* start SUPPLIED RECORDS *

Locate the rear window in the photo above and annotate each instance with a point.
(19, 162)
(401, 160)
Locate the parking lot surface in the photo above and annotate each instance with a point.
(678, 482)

* end SUPPLIED RECORDS *

» **DIRECTIONS FOR THIS TASK**: Render the data above as a Markdown table with the columns Row and Data line. Put each non-blank line in its own numbered row, in order.

» **EXERCISE RESPONSE**:
| Row | Data line |
|---|---|
| 1 | Locate the rear window in the photo above and annotate each instance with a point. |
| 2 | (19, 162) |
| 3 | (401, 160) |
| 4 | Locate the parking lot surface in the photo above and annotate each instance with a point. |
| 5 | (678, 482) |